THE EXERCISE - Could you rewrite the stretch from the line containing "task: provide the mask of every instance of the glossy" through the line containing "0 44 L 3 42", replacing "glossy green leaf" with "shiny green leaf" and leaving everything else unchanged?

Contour labeling rows:
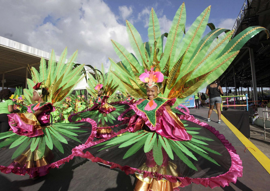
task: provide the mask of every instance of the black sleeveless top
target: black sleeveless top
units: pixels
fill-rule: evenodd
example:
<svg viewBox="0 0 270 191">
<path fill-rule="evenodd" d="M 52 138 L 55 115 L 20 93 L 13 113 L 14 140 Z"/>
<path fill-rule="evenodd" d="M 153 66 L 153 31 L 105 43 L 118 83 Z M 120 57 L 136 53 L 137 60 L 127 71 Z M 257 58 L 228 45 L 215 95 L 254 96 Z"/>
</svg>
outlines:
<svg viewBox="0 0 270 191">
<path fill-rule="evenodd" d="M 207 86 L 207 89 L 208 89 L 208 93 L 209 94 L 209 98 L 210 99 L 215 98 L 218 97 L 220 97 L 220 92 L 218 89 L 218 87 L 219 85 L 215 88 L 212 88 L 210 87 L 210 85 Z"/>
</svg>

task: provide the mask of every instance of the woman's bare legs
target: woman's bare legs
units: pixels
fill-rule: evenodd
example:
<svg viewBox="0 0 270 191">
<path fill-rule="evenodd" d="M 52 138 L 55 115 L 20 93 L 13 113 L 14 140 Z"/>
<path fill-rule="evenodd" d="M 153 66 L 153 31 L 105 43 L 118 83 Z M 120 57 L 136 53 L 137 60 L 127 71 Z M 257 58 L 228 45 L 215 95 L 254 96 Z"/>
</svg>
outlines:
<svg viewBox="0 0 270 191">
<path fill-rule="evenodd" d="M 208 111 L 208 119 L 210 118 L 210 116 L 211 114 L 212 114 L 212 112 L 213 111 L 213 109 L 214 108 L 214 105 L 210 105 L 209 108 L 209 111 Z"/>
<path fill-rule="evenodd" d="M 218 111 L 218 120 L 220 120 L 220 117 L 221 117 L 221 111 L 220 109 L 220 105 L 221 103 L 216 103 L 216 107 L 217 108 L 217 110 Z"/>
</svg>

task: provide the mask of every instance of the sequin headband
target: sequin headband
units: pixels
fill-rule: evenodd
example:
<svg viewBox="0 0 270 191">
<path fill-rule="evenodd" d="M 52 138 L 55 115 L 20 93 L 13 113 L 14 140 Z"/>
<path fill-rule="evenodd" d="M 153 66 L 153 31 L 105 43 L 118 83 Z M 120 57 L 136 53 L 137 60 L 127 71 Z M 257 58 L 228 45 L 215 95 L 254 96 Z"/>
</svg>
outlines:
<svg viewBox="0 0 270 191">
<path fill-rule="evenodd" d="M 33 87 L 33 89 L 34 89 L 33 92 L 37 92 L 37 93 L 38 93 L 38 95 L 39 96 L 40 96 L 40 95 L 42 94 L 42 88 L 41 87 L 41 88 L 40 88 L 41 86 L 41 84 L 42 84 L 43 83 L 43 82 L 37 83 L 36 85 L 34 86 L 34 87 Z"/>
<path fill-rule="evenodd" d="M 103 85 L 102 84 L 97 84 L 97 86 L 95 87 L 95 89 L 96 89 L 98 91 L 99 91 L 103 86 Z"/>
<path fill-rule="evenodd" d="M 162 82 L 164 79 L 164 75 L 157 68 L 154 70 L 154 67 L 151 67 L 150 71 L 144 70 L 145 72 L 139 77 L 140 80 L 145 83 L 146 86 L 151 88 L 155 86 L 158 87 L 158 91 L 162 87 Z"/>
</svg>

--

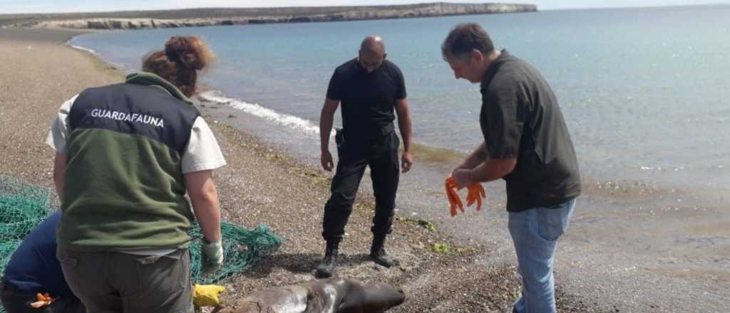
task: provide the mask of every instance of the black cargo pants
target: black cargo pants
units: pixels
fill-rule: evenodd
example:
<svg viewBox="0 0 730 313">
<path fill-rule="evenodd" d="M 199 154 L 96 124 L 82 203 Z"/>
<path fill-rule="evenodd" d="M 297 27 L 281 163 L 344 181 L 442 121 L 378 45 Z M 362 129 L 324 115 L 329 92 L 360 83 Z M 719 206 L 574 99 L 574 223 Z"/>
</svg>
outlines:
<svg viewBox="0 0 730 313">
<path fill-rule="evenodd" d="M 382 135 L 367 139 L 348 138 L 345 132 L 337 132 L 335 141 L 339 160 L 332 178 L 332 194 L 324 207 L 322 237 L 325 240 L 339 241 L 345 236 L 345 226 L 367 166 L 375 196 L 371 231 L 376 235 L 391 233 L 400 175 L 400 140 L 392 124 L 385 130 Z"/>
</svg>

==

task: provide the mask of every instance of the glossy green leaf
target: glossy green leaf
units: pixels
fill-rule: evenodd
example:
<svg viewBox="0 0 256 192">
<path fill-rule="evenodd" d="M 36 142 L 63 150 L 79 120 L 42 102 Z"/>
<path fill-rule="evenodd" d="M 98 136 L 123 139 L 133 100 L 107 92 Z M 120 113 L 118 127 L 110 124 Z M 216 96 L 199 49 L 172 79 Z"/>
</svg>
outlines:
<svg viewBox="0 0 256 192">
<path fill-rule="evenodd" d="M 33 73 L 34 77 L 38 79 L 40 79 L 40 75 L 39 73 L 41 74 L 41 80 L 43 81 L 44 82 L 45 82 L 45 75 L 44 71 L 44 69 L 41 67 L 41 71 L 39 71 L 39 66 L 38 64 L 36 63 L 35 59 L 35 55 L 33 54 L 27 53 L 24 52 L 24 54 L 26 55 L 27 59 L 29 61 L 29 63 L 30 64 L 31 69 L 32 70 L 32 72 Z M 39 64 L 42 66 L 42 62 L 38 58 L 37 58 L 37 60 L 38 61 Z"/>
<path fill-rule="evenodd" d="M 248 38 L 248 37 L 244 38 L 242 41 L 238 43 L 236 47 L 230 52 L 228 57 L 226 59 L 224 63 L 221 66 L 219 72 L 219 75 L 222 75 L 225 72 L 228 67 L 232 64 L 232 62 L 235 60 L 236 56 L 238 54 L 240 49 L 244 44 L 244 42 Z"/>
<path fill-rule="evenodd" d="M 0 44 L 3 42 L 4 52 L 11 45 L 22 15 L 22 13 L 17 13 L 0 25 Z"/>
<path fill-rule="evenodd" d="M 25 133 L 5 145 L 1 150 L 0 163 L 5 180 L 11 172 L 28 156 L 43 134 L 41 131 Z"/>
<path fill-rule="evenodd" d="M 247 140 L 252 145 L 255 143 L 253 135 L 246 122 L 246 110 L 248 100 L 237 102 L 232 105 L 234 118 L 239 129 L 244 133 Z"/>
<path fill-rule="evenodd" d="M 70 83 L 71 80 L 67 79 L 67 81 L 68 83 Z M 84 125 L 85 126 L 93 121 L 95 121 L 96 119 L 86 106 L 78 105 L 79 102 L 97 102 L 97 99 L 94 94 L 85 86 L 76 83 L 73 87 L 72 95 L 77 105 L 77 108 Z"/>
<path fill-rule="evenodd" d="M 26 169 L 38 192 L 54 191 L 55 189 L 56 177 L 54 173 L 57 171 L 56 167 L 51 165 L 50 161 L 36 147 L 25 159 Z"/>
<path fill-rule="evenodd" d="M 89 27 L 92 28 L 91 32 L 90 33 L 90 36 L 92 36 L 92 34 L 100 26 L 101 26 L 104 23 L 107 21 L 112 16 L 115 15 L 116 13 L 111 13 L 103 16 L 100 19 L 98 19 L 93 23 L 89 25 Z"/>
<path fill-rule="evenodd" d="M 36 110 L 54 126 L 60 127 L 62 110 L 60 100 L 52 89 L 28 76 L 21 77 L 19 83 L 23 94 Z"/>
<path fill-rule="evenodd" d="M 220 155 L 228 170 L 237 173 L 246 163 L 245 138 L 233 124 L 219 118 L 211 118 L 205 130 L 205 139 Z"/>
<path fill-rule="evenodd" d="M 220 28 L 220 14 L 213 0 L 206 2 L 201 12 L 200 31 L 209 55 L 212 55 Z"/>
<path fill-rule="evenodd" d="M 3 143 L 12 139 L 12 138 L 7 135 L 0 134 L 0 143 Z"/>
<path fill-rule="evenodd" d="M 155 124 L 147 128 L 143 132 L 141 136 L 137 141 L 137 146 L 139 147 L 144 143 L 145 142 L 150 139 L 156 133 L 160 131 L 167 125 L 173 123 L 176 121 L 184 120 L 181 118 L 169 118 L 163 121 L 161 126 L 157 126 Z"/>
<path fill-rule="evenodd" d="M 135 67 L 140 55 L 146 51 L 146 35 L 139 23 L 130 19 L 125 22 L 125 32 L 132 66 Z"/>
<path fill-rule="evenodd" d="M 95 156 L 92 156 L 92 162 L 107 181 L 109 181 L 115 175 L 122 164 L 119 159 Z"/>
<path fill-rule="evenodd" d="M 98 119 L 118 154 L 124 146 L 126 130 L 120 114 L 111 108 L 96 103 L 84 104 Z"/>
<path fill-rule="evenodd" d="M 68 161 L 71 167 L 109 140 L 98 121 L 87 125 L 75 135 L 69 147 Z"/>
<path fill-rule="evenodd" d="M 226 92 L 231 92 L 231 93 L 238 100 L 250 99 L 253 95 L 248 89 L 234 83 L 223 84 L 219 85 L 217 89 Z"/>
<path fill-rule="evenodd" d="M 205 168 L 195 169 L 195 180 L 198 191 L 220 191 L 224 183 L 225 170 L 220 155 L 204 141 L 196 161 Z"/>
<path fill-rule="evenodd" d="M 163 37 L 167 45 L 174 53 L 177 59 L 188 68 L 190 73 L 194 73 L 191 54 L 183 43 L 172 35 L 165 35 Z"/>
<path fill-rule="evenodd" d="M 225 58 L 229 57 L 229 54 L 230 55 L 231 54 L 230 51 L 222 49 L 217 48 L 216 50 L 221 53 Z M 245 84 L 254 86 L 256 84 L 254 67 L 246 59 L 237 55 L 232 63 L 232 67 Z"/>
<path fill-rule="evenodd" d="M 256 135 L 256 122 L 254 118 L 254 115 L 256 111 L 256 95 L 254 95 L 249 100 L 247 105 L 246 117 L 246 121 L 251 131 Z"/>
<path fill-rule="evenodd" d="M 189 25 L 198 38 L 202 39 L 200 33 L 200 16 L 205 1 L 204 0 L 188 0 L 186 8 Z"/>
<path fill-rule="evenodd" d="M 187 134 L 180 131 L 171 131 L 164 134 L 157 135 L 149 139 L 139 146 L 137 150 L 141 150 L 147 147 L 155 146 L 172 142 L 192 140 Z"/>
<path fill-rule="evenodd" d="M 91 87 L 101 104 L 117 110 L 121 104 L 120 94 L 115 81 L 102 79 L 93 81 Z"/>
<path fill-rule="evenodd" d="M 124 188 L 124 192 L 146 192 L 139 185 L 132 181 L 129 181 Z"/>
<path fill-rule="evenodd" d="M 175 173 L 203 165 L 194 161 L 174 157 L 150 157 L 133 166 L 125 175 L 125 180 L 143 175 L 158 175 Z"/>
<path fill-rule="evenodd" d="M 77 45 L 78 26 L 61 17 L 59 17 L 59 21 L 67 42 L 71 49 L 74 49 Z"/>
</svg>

ANSWER TO THIS TASK -
task: provide the mask of every instance of the shiny green leaf
target: shiny green leaf
units: pixels
fill-rule: evenodd
example:
<svg viewBox="0 0 256 192">
<path fill-rule="evenodd" d="M 36 142 L 63 150 L 79 120 L 42 102 Z"/>
<path fill-rule="evenodd" d="M 98 136 L 123 139 L 133 100 L 107 92 Z M 120 113 L 118 127 L 110 124 Z M 216 96 L 199 49 L 172 79 Z"/>
</svg>
outlines:
<svg viewBox="0 0 256 192">
<path fill-rule="evenodd" d="M 33 73 L 34 77 L 38 79 L 40 79 L 40 75 L 39 73 L 41 74 L 41 80 L 43 81 L 44 82 L 45 82 L 45 75 L 44 71 L 44 69 L 41 67 L 41 71 L 39 71 L 39 66 L 38 64 L 36 63 L 35 59 L 35 55 L 33 54 L 27 53 L 24 52 L 24 54 L 26 55 L 27 59 L 29 61 L 29 63 L 30 64 L 31 69 L 32 70 L 32 72 Z M 39 64 L 42 66 L 42 62 L 38 58 L 37 58 L 37 60 L 38 61 Z"/>
<path fill-rule="evenodd" d="M 248 38 L 248 37 L 244 38 L 242 41 L 238 43 L 236 47 L 230 52 L 228 57 L 226 59 L 224 63 L 221 66 L 219 72 L 219 75 L 222 75 L 225 72 L 228 67 L 232 64 L 232 62 L 235 60 L 236 56 L 238 54 L 240 49 L 244 44 L 244 42 Z"/>
<path fill-rule="evenodd" d="M 0 44 L 3 42 L 4 52 L 11 45 L 22 15 L 22 13 L 17 13 L 0 25 Z"/>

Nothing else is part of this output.